Problem ->
Please return the rows below unchanged, reproducing every line character for character.

───── Supplied records

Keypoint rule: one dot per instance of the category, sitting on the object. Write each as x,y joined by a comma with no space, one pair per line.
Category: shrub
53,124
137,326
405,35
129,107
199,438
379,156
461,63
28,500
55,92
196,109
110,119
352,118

──────────

Response for this exercise ->
Keypoint rule: one dot per instance of the category, sitting on the object. Write each as x,y joined by a comma with no space, one pair per line.
Category: shrub
53,124
137,326
405,35
129,107
199,438
379,156
461,63
28,500
55,92
196,109
110,119
352,118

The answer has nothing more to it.